Dataset Start Marker

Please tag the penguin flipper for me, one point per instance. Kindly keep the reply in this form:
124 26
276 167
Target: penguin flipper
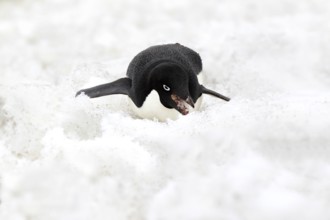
213 93
120 86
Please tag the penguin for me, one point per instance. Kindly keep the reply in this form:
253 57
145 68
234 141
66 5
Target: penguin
162 82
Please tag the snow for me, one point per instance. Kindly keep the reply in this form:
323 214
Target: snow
263 155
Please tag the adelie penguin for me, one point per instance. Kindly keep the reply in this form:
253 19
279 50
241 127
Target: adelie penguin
162 82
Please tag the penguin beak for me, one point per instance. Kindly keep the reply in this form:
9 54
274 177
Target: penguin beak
182 105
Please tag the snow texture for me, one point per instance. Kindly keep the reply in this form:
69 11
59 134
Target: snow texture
263 155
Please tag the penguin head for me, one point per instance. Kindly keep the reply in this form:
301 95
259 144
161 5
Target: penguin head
172 84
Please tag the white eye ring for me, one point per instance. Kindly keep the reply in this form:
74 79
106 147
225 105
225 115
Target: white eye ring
166 88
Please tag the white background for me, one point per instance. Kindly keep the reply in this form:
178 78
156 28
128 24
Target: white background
263 155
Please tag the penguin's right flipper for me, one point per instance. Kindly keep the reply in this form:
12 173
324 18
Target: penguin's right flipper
120 86
213 93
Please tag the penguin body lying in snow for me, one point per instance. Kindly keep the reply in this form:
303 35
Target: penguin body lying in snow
162 82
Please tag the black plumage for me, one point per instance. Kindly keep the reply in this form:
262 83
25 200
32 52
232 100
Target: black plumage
162 67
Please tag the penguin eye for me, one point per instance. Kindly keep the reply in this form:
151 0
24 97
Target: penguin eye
166 88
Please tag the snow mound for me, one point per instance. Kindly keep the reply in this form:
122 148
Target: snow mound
263 155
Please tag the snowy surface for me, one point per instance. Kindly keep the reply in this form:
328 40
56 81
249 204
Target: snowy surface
263 155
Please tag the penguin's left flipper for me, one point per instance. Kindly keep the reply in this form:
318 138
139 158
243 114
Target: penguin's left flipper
213 93
120 86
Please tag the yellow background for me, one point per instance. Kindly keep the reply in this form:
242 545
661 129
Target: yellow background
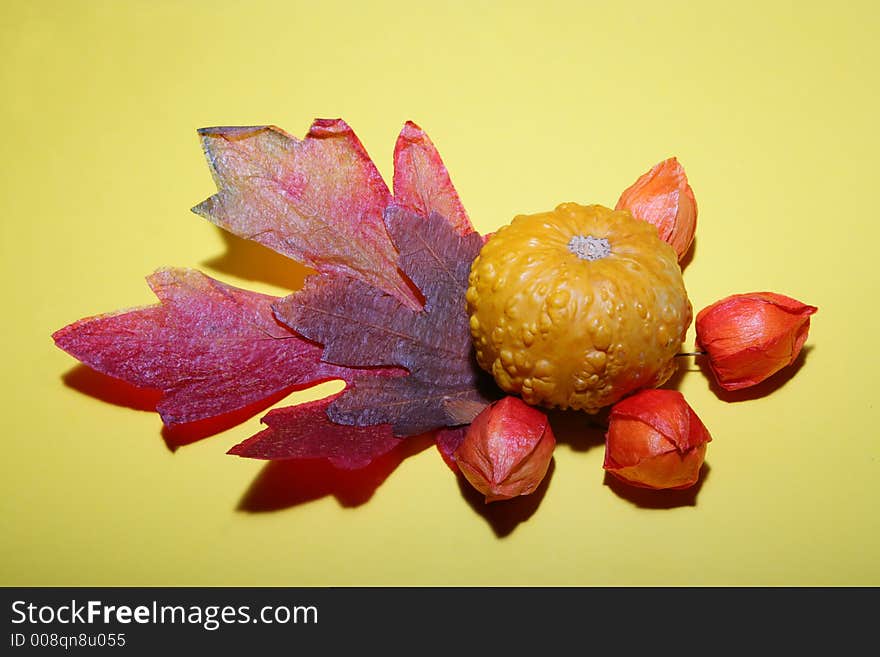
771 107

Dataset End Marker

**How to complete this task**
I'd like every record transcribed exactly, with no pictures carried over.

**Solution to the problem**
Please tag the penguin flipper for me, one point per instance. Kindly keep the reply in this form:
124 26
276 167
Target: penguin flipper
213 93
120 86
Please tag the penguin for me, one point per instance. Kindly keep the reply in this form:
253 57
145 68
234 141
66 5
Target: penguin
162 82
Please tag the snow for me, one point per instance. Kindly keep the reply in this form:
323 214
Target: snow
263 155
Please tag the adelie penguin for me, one point per instance. Kindly keep the reply in this form:
253 19
279 50
241 127
Target: adelie penguin
162 82
Please tag the penguin beak for me, one point per instance. Kindly keep the reply in this form:
9 54
274 177
Target: penguin beak
182 105
Please tag the snow texture for me, one point per instance. Kindly keep the reply in this form:
69 11
59 134
Target: snow texture
263 155
Please tag the penguin head for me, one point per instance. Kindly keep the reply in this form:
301 95
259 144
161 5
Target: penguin head
172 84
Please tag the white eye ring for me, one point per instance. Kindly keep the reply in this form:
74 79
106 147
225 105
225 115
Target: white eye ring
166 88
Please tag the white background for me, one point per instance. Kindly keep the reply in this form:
178 78
156 28
128 24
Target: white background
263 155
Please tag the penguin's right flipper for me, one point per instance. Kindly keep the reply in this form:
12 173
324 18
Target: penguin's right flipper
120 86
213 93
Please tag the penguin body lying in snow for me, one point per instance. Kindly keep the reply in this form:
303 35
Target: penguin body lying in snow
162 82
Please tag the black plumage for me, one point per instance. Kindly keep the reply in this form:
262 83
25 200
32 52
232 100
Target: black plumage
162 67
Please tag the penguin eye for me, one point per instance. Kindly keep the reply in this form:
151 0
24 97
Target: penguin eye
166 88
Please tag the snow mound for me, one point per instance. Kindly keep the reply in this form:
122 148
Target: snow mound
263 155
Please tag the snowy surface for me, one point per instance. Kindly keep the reply in this form:
328 40
56 81
249 204
Target: snowy surface
263 155
Please tag the penguin's left flipper for me, one point per instance. Kindly keep the reply in this form:
318 138
139 158
243 114
Target: penguin's left flipper
213 93
120 86
Please tag the yellow background for me, one point per instance. Kindly keep the reply in this form:
242 545
661 129
Target: yellow background
771 107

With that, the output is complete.